(Referring expression data)

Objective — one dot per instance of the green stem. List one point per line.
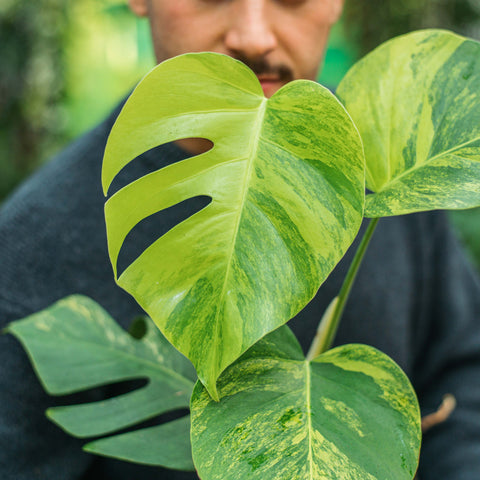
(329, 324)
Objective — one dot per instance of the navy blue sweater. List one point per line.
(416, 298)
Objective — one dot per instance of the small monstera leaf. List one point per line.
(75, 345)
(286, 182)
(351, 413)
(416, 103)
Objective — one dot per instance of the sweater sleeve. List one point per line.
(448, 359)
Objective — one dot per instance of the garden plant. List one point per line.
(287, 184)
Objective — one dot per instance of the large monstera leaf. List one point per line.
(351, 413)
(286, 182)
(416, 103)
(75, 345)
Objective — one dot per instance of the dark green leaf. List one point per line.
(75, 345)
(350, 414)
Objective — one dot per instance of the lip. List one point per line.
(270, 84)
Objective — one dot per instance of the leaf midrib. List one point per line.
(248, 174)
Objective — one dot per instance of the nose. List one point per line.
(249, 32)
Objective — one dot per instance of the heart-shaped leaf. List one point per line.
(351, 414)
(416, 103)
(75, 345)
(286, 179)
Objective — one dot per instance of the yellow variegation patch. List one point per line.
(286, 182)
(350, 414)
(416, 103)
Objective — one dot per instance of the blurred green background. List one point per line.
(64, 64)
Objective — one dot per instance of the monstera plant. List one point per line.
(285, 180)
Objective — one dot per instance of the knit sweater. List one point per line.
(416, 298)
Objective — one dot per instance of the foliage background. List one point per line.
(65, 63)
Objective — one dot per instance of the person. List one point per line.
(416, 297)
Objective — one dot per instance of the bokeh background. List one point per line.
(64, 64)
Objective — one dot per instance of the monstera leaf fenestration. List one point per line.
(351, 413)
(416, 103)
(286, 182)
(75, 345)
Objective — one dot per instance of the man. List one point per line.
(416, 297)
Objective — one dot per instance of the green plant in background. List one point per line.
(286, 178)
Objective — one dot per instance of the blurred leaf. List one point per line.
(75, 345)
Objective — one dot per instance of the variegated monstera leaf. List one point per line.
(416, 103)
(74, 345)
(351, 413)
(286, 181)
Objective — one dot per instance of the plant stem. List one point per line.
(327, 328)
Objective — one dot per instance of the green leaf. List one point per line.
(416, 103)
(350, 414)
(75, 345)
(286, 179)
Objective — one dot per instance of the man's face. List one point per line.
(281, 40)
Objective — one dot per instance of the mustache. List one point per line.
(263, 67)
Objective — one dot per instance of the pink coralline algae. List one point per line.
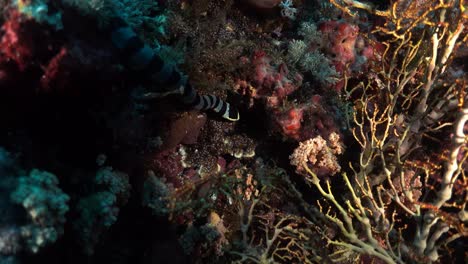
(348, 50)
(319, 155)
(272, 83)
(263, 3)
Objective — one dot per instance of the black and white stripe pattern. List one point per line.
(139, 56)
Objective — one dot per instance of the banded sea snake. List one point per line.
(138, 56)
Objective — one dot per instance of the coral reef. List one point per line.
(238, 131)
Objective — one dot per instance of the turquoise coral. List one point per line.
(45, 204)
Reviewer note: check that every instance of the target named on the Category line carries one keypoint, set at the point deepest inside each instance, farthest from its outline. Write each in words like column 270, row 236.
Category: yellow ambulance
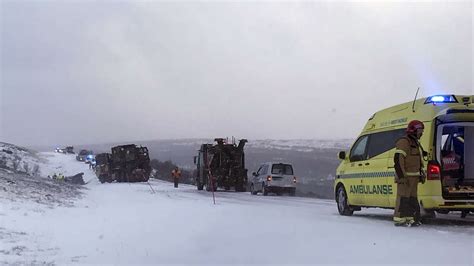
column 365, row 176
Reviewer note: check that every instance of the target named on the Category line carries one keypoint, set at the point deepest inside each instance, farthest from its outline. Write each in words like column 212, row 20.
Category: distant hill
column 315, row 161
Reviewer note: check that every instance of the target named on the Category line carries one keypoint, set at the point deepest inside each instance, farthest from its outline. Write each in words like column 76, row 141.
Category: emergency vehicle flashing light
column 441, row 99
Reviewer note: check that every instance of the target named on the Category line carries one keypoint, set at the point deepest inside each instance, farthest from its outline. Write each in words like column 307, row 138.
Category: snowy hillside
column 134, row 224
column 303, row 145
column 18, row 159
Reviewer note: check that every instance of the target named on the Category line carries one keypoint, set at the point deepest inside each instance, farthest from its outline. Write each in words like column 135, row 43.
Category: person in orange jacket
column 176, row 174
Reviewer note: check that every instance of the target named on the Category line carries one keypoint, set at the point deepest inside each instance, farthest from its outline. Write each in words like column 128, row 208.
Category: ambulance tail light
column 434, row 171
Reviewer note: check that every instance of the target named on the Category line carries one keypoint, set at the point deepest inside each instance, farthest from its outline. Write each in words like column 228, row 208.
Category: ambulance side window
column 383, row 141
column 359, row 151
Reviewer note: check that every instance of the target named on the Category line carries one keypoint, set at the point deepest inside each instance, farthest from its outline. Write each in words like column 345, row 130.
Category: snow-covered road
column 122, row 223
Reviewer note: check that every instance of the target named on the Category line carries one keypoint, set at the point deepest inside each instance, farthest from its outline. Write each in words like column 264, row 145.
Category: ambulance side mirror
column 342, row 155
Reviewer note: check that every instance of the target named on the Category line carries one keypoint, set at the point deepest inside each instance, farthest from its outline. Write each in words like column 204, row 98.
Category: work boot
column 397, row 221
column 416, row 223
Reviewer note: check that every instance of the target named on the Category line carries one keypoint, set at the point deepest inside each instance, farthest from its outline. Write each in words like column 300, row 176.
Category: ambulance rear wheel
column 342, row 202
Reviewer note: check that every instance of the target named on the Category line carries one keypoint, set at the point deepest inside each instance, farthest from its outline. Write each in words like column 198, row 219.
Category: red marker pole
column 212, row 179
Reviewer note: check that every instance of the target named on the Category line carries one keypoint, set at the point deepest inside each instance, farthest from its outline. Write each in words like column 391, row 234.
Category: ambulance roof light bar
column 441, row 99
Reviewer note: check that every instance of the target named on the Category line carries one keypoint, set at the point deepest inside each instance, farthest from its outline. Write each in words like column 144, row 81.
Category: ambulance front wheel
column 342, row 202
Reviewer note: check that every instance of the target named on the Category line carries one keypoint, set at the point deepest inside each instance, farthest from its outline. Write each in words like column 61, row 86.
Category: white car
column 273, row 177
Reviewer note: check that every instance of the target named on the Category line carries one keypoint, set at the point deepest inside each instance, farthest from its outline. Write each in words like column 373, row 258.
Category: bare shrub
column 26, row 167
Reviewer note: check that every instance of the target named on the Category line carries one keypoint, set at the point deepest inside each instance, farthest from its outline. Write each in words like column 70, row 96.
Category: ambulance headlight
column 441, row 99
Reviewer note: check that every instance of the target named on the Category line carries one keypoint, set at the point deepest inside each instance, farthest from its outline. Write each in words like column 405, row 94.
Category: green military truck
column 221, row 165
column 126, row 163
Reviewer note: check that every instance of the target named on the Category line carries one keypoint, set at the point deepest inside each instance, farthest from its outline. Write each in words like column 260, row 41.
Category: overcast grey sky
column 98, row 71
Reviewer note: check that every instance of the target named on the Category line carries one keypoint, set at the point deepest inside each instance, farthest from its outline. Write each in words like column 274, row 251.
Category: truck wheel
column 200, row 186
column 240, row 188
column 264, row 190
column 342, row 202
column 252, row 190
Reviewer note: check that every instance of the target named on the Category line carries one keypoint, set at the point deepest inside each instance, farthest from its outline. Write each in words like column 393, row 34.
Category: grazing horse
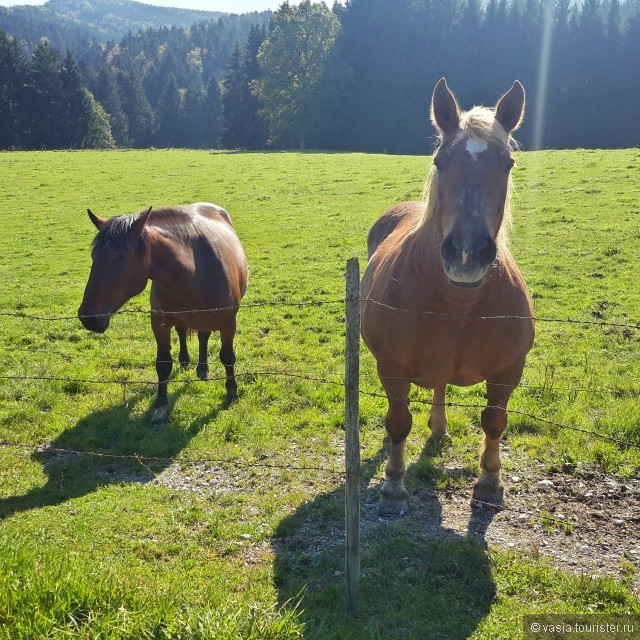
column 198, row 274
column 439, row 273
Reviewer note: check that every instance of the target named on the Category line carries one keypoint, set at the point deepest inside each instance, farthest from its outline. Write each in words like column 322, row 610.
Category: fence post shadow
column 419, row 579
column 102, row 449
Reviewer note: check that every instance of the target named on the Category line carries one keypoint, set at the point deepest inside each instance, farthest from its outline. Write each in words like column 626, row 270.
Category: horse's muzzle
column 465, row 262
column 97, row 324
column 460, row 284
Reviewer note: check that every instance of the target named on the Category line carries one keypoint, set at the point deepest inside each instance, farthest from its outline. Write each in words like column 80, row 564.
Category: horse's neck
column 164, row 256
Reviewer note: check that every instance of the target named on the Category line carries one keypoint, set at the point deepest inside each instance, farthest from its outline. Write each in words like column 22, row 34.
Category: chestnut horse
column 439, row 273
column 198, row 274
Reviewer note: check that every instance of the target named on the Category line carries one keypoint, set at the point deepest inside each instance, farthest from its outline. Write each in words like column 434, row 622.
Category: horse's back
column 205, row 242
column 213, row 212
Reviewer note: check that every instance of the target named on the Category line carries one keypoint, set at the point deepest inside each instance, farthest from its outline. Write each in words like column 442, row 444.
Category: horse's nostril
column 448, row 249
column 488, row 253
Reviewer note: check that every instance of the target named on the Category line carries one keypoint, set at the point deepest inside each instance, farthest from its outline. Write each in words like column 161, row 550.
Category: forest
column 354, row 76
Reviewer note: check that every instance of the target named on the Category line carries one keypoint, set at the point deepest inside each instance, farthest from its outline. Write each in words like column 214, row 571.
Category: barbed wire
column 318, row 303
column 330, row 473
column 324, row 380
column 124, row 363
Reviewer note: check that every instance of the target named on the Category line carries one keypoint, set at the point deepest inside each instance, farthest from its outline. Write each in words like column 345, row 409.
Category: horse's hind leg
column 489, row 487
column 393, row 495
column 228, row 359
column 202, row 370
column 183, row 356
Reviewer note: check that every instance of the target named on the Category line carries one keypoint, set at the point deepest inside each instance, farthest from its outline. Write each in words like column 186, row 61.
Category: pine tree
column 212, row 115
column 233, row 134
column 98, row 130
column 107, row 92
column 137, row 110
column 194, row 115
column 254, row 126
column 12, row 79
column 43, row 97
column 169, row 115
column 75, row 113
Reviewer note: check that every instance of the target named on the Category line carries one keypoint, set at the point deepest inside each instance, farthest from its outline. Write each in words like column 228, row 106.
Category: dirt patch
column 586, row 523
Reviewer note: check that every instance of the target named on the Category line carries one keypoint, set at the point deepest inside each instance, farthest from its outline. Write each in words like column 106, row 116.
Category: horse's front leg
column 394, row 498
column 228, row 359
column 489, row 487
column 438, row 418
column 164, row 365
column 183, row 355
column 202, row 370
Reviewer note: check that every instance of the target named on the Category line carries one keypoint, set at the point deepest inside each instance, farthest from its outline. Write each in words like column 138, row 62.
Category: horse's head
column 119, row 270
column 473, row 164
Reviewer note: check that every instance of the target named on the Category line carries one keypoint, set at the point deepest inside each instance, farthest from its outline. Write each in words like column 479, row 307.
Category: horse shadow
column 419, row 578
column 115, row 445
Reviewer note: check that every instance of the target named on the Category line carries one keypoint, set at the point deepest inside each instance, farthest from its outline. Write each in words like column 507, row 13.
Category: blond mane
column 479, row 123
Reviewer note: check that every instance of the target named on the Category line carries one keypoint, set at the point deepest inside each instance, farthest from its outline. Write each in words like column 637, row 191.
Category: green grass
column 91, row 547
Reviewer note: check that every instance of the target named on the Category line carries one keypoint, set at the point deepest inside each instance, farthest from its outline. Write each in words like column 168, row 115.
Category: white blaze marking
column 475, row 147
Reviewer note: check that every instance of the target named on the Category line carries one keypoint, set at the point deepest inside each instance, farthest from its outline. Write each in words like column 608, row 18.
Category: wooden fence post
column 352, row 436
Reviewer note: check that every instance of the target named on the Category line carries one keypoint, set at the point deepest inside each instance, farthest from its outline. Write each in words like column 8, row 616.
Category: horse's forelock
column 481, row 123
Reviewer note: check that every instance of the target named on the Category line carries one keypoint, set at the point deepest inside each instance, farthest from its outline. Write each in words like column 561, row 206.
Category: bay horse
column 439, row 273
column 198, row 272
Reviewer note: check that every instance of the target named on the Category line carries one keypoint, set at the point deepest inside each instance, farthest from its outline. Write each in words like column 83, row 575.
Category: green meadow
column 228, row 522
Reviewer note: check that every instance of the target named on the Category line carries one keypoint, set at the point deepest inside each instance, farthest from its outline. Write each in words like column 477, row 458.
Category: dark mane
column 174, row 222
column 114, row 233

Prompt - Wherever the line holding "Category: horse's head" falls in the entries above, copy exactly from it through the line holding "479, row 307.", inclusive, and add nothing.

Worked solution -
Category: horse's head
column 119, row 270
column 473, row 164
Reviewer note: check that every instance of the target named on the Category line carries one keypoint, set at the point deepest inside each instance, farthest from its outline. Write each in words like column 479, row 307.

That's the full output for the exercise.